%%

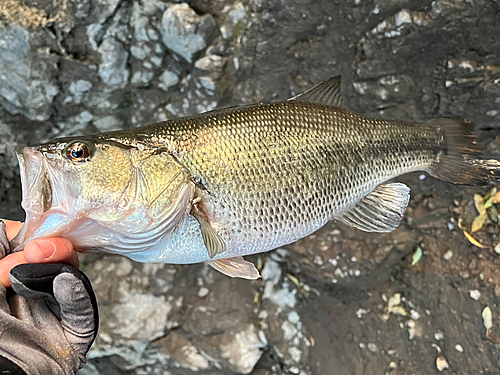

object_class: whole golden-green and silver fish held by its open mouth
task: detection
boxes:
[9,76,500,280]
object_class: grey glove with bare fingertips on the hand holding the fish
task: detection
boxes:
[0,221,99,375]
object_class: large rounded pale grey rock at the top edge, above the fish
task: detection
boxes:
[162,4,216,63]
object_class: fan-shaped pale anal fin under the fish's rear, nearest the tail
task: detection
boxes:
[337,183,410,233]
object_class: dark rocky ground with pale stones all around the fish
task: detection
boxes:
[0,0,500,375]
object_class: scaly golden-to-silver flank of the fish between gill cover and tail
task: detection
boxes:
[130,101,439,256]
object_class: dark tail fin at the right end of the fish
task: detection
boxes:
[429,119,500,185]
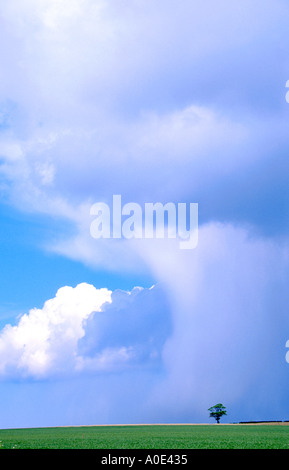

%%

YOUR INSTRUCTIONS >> Reproduce every line above as written, skipping pictures.

RESPONSE >>
object_class: whole golden-green and silver fish held by its open mouth
task: detection
boxes:
[9,76,500,280]
object_class: grey glove with bare fingertips on the hand holding the fish
task: detection
boxes:
[0,221,99,375]
object_class: large rounded pale grey rock at the top edge, above the fish
task: detection
boxes:
[162,4,216,63]
object_class: fan-shaped pale anal fin under the fish's rear, nearest the tail
task: detection
boxes:
[337,183,410,233]
object_class: dark rocky ground with pale stones all around the fish
task: detection
boxes:
[0,0,500,375]
object_class: scaly golden-to-silver flank of the fish between gill cover and tail
task: detection
boxes:
[130,101,439,256]
object_class: dark tail fin at the right end of the fish
task: detection
boxes:
[429,119,500,185]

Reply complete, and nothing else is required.